| TASK REQUIREMENTS |
Rewrite the data from the line with "the gun barrel" to the line with "x=447, y=112", replacing "drop" with "place" and leaving everything else unchanged. Omit the pictures from your answer.

| MATERIAL PROVIDED |
[start]
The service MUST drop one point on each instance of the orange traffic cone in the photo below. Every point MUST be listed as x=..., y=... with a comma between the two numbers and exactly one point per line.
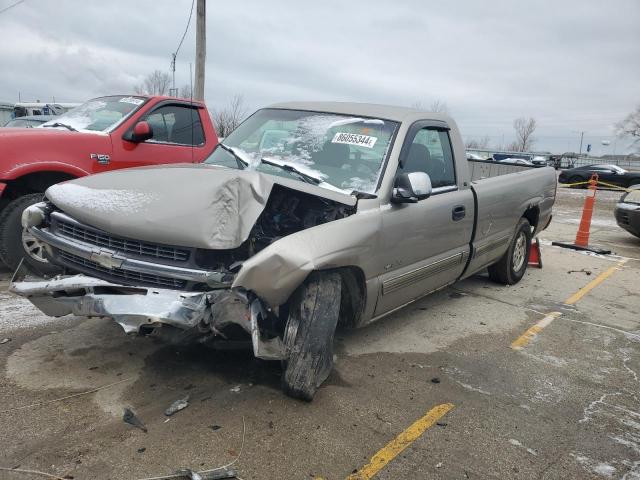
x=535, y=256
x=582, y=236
[end]
[start]
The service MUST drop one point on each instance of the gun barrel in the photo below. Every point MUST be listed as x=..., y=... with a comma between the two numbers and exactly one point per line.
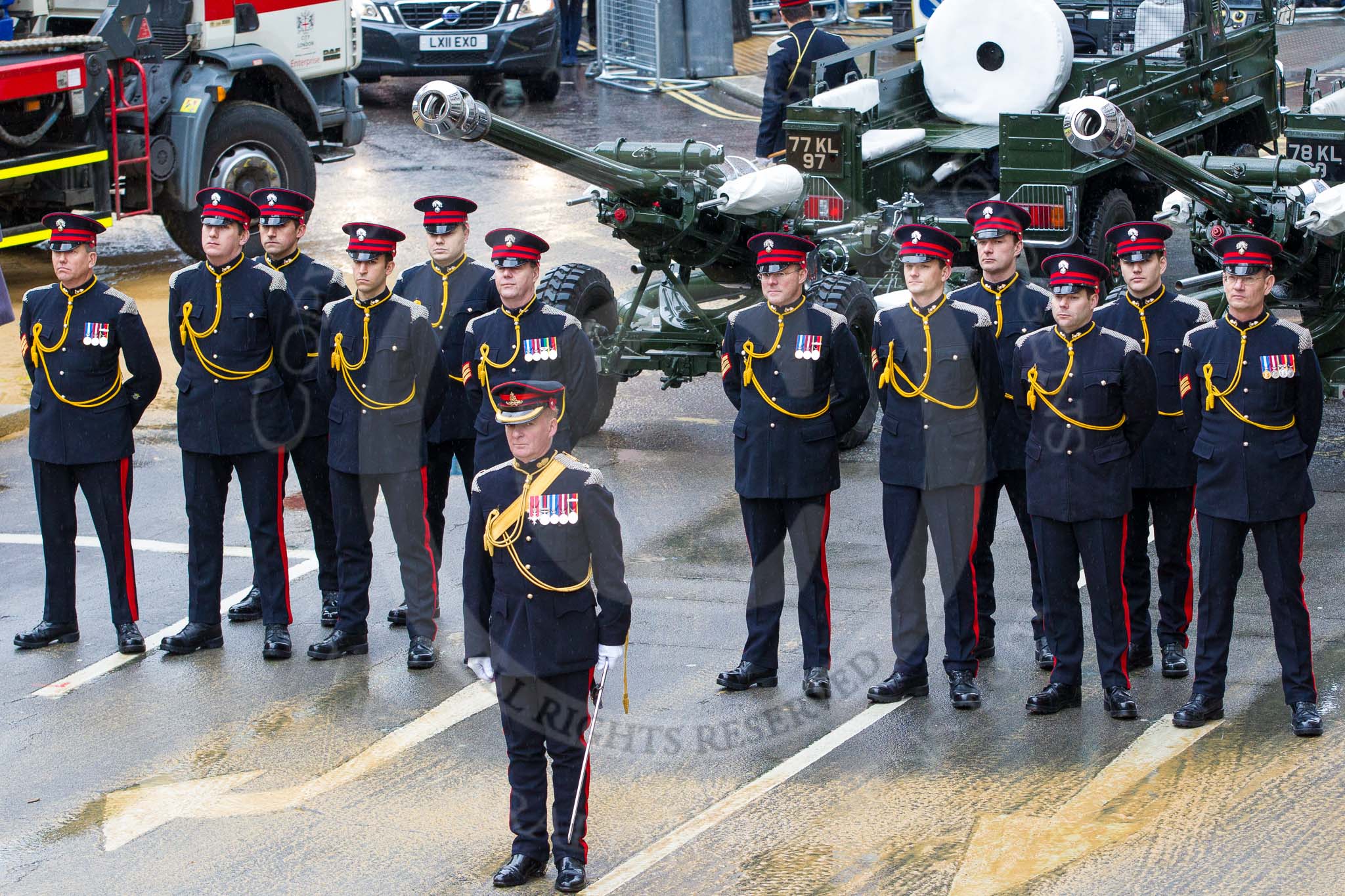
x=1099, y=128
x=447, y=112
[end]
| SOLUTION |
The service MUST place one point on each instance of the gun barrel in the photo below. Every point MUST be listed as x=..., y=... with a comma between the two numbers and exactly one point per line.
x=1099, y=128
x=447, y=112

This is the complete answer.